### Given records
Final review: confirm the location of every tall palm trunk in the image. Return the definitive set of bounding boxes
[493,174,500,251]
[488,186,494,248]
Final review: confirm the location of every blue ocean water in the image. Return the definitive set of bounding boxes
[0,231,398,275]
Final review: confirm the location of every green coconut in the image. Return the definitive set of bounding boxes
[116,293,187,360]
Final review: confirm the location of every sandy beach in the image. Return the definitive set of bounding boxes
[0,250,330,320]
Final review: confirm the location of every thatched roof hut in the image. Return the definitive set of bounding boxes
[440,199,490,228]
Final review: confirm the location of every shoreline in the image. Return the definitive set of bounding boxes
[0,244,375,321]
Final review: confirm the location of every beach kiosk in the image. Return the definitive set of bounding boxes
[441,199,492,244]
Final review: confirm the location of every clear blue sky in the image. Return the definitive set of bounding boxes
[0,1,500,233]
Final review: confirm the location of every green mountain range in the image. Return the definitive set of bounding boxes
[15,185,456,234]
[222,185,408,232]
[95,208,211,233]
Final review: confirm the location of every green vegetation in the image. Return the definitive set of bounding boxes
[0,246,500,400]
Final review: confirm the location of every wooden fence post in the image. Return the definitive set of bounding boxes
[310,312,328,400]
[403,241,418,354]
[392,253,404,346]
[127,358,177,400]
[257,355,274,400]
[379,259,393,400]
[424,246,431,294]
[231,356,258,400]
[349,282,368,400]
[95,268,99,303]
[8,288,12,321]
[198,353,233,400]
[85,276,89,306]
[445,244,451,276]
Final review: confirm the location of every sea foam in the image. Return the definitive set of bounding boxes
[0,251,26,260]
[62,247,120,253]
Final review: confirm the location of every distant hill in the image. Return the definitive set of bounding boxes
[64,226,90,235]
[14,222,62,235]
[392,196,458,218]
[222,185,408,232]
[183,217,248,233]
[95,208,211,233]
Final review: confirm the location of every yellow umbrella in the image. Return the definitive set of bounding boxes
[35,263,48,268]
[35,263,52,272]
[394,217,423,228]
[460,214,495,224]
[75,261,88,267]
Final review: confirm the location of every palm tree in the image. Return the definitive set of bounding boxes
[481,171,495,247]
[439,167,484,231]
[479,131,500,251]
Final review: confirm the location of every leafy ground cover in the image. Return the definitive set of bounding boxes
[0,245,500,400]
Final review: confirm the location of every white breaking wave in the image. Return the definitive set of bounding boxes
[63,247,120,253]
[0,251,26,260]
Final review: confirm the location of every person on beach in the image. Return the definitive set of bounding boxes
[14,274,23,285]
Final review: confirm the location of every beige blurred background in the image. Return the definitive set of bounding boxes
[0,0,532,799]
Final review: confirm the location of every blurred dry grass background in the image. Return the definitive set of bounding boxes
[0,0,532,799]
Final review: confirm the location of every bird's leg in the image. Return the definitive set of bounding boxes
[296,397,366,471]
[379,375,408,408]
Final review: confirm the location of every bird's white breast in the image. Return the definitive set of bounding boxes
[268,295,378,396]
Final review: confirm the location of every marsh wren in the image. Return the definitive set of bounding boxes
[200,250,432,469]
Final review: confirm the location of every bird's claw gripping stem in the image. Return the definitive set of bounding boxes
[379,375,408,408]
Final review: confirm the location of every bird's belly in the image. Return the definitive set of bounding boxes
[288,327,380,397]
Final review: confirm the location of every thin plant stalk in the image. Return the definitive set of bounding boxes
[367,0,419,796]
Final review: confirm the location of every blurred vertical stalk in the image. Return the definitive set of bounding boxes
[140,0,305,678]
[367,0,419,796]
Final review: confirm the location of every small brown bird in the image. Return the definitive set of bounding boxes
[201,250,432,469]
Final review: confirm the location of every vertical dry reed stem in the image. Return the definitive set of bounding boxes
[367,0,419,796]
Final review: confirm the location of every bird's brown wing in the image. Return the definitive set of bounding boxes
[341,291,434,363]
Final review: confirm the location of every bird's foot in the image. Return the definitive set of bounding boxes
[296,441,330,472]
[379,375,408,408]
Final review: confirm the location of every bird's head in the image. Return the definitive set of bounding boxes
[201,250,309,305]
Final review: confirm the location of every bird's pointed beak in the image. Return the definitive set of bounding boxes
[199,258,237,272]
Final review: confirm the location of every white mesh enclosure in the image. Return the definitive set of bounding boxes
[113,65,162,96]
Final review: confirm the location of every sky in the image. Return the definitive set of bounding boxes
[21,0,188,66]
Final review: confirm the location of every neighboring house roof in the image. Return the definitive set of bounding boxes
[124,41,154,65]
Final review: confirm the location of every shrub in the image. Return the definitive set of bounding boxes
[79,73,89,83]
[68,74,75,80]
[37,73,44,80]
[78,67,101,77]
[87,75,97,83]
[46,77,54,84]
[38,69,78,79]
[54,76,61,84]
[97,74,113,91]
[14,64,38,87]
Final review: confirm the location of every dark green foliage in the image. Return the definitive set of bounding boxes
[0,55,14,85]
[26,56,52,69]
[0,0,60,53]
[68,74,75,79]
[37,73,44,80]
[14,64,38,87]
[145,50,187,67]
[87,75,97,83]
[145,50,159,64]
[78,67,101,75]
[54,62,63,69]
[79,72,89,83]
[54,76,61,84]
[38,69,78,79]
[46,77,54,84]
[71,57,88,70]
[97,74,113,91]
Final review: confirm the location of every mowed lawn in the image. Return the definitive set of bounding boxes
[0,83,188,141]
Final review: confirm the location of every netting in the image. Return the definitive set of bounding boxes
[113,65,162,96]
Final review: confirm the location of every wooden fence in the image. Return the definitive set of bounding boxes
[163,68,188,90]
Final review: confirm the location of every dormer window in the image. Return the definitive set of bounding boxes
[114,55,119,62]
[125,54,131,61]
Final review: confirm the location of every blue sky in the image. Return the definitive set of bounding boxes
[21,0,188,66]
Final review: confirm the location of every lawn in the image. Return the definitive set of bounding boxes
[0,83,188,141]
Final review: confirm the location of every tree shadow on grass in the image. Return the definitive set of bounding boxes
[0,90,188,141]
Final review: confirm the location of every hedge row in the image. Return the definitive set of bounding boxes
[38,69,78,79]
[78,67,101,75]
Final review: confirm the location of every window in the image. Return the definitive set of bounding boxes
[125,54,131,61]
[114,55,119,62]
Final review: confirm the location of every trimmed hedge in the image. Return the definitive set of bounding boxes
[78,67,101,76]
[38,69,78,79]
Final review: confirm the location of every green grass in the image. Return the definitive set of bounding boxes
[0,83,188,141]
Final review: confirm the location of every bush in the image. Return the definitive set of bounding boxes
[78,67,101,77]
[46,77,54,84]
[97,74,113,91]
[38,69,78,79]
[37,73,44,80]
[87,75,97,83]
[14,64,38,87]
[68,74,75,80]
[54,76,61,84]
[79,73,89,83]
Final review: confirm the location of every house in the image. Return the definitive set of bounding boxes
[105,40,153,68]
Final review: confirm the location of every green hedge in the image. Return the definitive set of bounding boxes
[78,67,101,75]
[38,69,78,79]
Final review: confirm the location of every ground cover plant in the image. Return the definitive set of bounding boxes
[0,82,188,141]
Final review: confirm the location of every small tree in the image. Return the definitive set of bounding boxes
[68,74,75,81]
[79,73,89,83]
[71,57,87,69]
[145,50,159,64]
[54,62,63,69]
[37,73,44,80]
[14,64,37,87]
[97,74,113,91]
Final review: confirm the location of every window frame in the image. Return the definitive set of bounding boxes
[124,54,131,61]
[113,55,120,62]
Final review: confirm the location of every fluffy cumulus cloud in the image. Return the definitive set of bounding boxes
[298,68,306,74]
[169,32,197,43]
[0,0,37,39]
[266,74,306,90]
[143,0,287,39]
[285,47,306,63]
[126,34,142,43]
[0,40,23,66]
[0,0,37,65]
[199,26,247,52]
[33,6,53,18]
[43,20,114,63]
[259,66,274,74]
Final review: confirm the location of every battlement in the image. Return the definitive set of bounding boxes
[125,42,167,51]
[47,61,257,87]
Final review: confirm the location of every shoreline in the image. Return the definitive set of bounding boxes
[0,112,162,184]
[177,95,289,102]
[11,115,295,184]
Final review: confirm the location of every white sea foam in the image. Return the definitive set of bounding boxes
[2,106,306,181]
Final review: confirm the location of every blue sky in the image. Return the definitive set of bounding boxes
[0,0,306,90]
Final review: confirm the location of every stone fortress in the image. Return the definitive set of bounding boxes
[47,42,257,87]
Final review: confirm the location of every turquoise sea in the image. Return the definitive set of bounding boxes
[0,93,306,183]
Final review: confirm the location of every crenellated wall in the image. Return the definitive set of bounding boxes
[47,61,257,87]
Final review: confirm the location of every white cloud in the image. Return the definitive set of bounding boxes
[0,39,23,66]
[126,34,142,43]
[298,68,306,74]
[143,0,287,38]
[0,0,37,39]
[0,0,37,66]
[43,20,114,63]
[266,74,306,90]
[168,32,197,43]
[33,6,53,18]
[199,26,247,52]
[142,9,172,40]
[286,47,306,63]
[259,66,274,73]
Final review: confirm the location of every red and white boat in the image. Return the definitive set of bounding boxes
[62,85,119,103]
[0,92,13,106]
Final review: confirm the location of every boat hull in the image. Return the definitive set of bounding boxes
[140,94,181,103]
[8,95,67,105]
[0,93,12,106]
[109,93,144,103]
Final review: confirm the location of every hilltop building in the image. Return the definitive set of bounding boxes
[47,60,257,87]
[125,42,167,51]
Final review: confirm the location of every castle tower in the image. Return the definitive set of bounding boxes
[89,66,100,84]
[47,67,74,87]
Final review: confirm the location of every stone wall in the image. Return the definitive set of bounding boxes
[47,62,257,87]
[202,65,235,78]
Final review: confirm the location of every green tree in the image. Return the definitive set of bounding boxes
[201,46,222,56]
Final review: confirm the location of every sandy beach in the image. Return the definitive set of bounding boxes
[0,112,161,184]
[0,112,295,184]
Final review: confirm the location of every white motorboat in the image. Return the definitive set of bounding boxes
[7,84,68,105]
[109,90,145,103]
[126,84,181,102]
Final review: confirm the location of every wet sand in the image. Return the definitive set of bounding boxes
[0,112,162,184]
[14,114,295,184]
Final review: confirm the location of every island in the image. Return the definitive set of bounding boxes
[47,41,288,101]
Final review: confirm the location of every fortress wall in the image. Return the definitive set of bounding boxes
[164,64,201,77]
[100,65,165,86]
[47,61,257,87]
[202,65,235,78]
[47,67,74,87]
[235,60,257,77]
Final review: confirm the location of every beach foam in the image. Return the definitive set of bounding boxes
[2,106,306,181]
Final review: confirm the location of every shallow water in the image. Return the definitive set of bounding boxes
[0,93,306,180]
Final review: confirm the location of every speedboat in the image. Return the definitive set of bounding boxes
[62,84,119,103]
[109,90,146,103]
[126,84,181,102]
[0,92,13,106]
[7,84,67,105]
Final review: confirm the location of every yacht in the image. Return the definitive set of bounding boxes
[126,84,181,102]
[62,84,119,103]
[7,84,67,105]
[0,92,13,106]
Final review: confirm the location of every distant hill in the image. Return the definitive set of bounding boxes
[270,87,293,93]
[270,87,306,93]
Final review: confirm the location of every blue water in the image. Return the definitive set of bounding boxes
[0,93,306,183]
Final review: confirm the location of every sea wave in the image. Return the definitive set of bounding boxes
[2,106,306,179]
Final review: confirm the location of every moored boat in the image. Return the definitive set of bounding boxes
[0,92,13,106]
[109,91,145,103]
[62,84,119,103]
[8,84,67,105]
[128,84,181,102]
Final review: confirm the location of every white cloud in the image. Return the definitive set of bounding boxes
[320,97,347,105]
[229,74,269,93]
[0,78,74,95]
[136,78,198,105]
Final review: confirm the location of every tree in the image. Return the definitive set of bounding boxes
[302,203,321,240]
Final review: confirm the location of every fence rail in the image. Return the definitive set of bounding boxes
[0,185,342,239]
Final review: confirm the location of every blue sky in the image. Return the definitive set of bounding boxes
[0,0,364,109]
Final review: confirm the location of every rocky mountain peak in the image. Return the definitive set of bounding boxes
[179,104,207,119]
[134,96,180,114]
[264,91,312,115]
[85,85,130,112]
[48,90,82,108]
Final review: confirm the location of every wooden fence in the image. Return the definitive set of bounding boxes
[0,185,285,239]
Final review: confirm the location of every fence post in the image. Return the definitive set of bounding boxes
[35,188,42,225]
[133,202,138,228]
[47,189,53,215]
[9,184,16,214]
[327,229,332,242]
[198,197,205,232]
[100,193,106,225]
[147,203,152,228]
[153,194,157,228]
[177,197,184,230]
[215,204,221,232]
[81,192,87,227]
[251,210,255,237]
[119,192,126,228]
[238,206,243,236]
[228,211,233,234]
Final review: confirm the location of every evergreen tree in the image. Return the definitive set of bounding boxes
######
Exercise brief
Please rescale the items from their start through the line that contains "[0,231,398,275]", both lines included, and repeat those lines with the requests unchanged. Multiply each bounding box coordinate in the answers by 1.2 and round it to a whole number, rounding halves up.

Answer to this problem
Final review: confirm the location of every tall palm trunk in the image. Return the definitive set of bounding boxes
[592,209,600,301]
[586,223,593,298]
Final review: confirm the location of every blue ocean water in the image. Return the definitive set of bounding boxes
[0,277,478,330]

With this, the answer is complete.